◆ The exercise ◆
Return the rows below word for word, leaving out the pictures.

◆ Pointing dataset records ◆
*****

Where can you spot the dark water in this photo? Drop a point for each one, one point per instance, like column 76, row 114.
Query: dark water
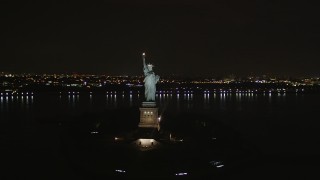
column 283, row 128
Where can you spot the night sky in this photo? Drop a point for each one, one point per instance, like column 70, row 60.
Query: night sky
column 216, row 37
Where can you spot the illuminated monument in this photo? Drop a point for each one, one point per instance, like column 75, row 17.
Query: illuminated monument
column 149, row 110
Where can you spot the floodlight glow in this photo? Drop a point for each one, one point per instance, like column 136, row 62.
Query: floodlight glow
column 181, row 174
column 120, row 171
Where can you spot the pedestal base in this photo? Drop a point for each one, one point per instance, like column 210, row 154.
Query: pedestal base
column 149, row 115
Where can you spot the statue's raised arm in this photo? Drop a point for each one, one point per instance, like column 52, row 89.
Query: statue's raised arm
column 150, row 80
column 144, row 60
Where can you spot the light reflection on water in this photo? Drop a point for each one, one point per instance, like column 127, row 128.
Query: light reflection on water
column 119, row 99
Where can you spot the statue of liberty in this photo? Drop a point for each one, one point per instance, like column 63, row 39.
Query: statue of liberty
column 150, row 80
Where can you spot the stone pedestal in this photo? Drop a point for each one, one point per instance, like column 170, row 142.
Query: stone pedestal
column 149, row 115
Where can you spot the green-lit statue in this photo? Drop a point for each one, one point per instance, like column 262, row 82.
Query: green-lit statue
column 150, row 80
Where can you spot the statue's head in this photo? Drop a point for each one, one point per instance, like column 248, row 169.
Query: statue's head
column 149, row 66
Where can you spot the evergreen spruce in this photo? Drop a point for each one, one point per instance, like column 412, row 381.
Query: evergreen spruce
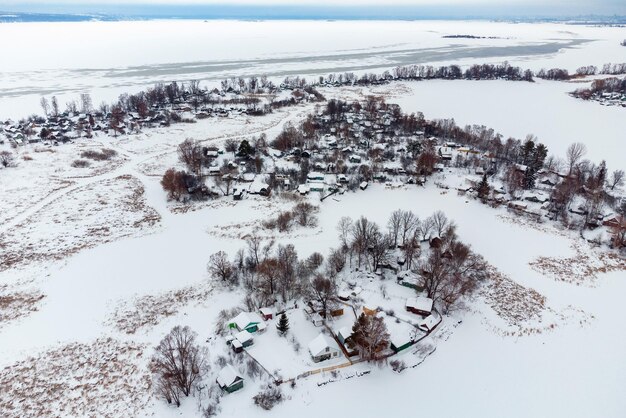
column 283, row 324
column 483, row 187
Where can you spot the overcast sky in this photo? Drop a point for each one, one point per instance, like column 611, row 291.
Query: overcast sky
column 562, row 7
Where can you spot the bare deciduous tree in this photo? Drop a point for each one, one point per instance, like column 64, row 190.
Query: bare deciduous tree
column 369, row 336
column 574, row 154
column 190, row 154
column 7, row 158
column 323, row 291
column 178, row 363
column 220, row 267
column 617, row 179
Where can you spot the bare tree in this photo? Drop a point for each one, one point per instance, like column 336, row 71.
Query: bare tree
column 344, row 227
column 116, row 119
column 362, row 233
column 7, row 159
column 85, row 103
column 304, row 214
column 440, row 222
column 369, row 336
column 220, row 268
column 323, row 290
column 178, row 362
column 617, row 179
column 409, row 223
column 45, row 105
column 173, row 183
column 231, row 145
column 379, row 248
column 394, row 224
column 190, row 154
column 574, row 154
column 55, row 106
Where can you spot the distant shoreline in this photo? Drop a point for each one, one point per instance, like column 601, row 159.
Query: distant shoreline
column 260, row 15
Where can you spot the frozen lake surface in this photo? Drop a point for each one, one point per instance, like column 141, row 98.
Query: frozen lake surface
column 109, row 58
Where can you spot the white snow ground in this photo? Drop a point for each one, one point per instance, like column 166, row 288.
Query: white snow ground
column 575, row 369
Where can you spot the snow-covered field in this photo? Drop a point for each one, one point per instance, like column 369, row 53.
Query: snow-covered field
column 97, row 266
column 109, row 58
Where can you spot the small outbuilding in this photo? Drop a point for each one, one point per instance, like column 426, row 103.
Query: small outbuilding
column 245, row 338
column 323, row 348
column 245, row 321
column 229, row 380
column 420, row 305
column 266, row 313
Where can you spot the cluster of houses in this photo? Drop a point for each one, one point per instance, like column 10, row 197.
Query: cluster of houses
column 608, row 98
column 335, row 322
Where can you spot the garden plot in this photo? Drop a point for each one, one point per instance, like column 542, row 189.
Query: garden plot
column 96, row 213
column 149, row 310
column 582, row 268
column 42, row 171
column 105, row 378
column 289, row 356
column 17, row 304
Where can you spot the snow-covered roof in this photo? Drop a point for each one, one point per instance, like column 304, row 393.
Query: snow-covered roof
column 246, row 318
column 345, row 332
column 429, row 322
column 420, row 303
column 227, row 376
column 319, row 345
column 243, row 337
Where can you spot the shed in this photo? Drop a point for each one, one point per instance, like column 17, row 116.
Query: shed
column 420, row 305
column 266, row 313
column 245, row 321
column 343, row 334
column 429, row 323
column 323, row 348
column 245, row 338
column 229, row 380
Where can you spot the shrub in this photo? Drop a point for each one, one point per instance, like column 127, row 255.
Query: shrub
column 397, row 365
column 102, row 155
column 80, row 164
column 268, row 398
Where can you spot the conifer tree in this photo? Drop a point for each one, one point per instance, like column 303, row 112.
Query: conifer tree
column 483, row 187
column 283, row 324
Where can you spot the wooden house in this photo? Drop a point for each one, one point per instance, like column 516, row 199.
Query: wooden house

*****

◆ Problem solution ◆
Where can you spot the dark water in this photo? Drop a point for each one, one point per instance, like column 76, row 114.
Query: dark water
column 283, row 128
Where can you spot the night sky in this photo? Drop a point for each one, one point per instance, like column 70, row 60.
Query: night sky
column 216, row 37
Where can you spot the illuminated monument in this photo? Drop a point for each one, one point per instance, like column 75, row 17.
Query: illuminated monument
column 149, row 110
Where can you spot the floodlight glow in this photo? Drop a point for each one, one point per instance, like column 136, row 62.
Query: floodlight glow
column 181, row 174
column 120, row 171
Where can you spot the pedestal base in this photo? Drop a point for each one, one point per instance, like column 210, row 154.
Query: pedestal base
column 149, row 115
Where can you spot the statue's raised arm in this photo? Drop a point for each one, one point per instance, like column 52, row 89.
Query: statue's raised arm
column 150, row 80
column 144, row 60
Where can you spot the light reflection on water in this photo? Drop a point for each one, one point per instance, like column 127, row 128.
Query: light reflection on water
column 119, row 99
Where can you spot the statue of liberty in this photo? Drop a point for each one, one point per instance, like column 63, row 39.
Query: statue of liberty
column 150, row 80
Where can you spot the stone pedestal in this photo? Drop a point for each one, one point per instance, like column 170, row 142.
Query: stone pedestal
column 149, row 115
Where can you spot the green-lit statue in this photo? Drop a point for each one, one point per instance, like column 262, row 82.
Query: green-lit statue
column 150, row 80
Where can you spot the statue's head in this photo? Drop a point for each one, one point per instance, like column 248, row 169.
Query: statue's head
column 149, row 66
Where can you spot the evergreen spruce in this photo? Drop a point for each one, one point per instance, like column 412, row 381.
Query: evergreen spruce
column 283, row 324
column 483, row 187
Where can you spot the overcast sky in this photo? Drop a point for each one, one point per instance, like column 611, row 291.
Query: overcast sky
column 562, row 7
Where can you spot the bare deciduous tree in this photo? Drop a point for each one, one point per instance, like column 64, row 190.
Query: bare deciduous tree
column 369, row 336
column 574, row 154
column 190, row 154
column 7, row 158
column 323, row 291
column 178, row 363
column 220, row 267
column 617, row 179
Where can you spot the bare tree in this photo? Drop a point for each one, one point per instance, like column 336, row 71.
Query: bare tree
column 344, row 227
column 116, row 119
column 362, row 233
column 7, row 159
column 85, row 103
column 304, row 214
column 440, row 222
column 369, row 336
column 220, row 268
column 323, row 290
column 178, row 362
column 617, row 179
column 409, row 223
column 45, row 105
column 173, row 183
column 231, row 145
column 379, row 248
column 394, row 224
column 190, row 154
column 574, row 154
column 55, row 106
Where can you spot the distant shoreline in this photo? Drop a point for each one, one point per instance, like column 601, row 159.
Query: distant shoreline
column 260, row 15
Where can you spot the frozen lake surface in this photo? Drop a point for each one, one point per instance, like column 141, row 98.
Query: frozen lake surface
column 109, row 58
Where can you spot the white snow ground in this photo? Drop a point for each one, one point per instance, like column 166, row 288.
Query: white snow ground
column 575, row 369
Where can you spot the snow-covered field in this photo? Drop a point for each one, one point per instance, like column 369, row 53.
Query: snow-covered field
column 97, row 266
column 109, row 58
Where can you spot the small outbuilding in this photo? Drop a point for each one, one point per instance, like column 426, row 103.
Query: small outbuilding
column 245, row 338
column 323, row 348
column 245, row 321
column 229, row 380
column 420, row 305
column 266, row 313
Where can you spot the cluster of houses in this photo? Drop a point for each one, one point per instance, like column 10, row 197.
Query: cluster of houses
column 608, row 98
column 335, row 322
Where can you spot the garden plot in this photo? Drop a point for each one, one point per instance, like column 542, row 189.
Query: garden plot
column 96, row 213
column 149, row 310
column 582, row 268
column 42, row 171
column 105, row 378
column 289, row 356
column 17, row 304
Where can you spot the snow-covered roof in this photo? Drop a point for each one, one point per instance, like column 304, row 393.
Query: snow-covered roof
column 246, row 318
column 345, row 332
column 429, row 322
column 420, row 303
column 227, row 376
column 319, row 345
column 243, row 337
Where can you spot the shed in this photo? Drop a point for each one, one point per instance, like column 17, row 116.
Query: shed
column 420, row 305
column 266, row 313
column 245, row 321
column 343, row 334
column 429, row 323
column 323, row 348
column 245, row 338
column 229, row 380
Where can you spot the shrub in this photo? Drop a point for each one, one point per instance, like column 127, row 255.
Query: shrub
column 397, row 365
column 102, row 155
column 80, row 164
column 268, row 398
Where can you spot the conifer tree in this photo? Drop a point for each one, one point per instance, like column 303, row 112.
Query: conifer tree
column 483, row 187
column 283, row 324
Where can you spot the wooden house in this photo? Drop a point for each one, one point per instance, like column 516, row 199.
Query: wooden house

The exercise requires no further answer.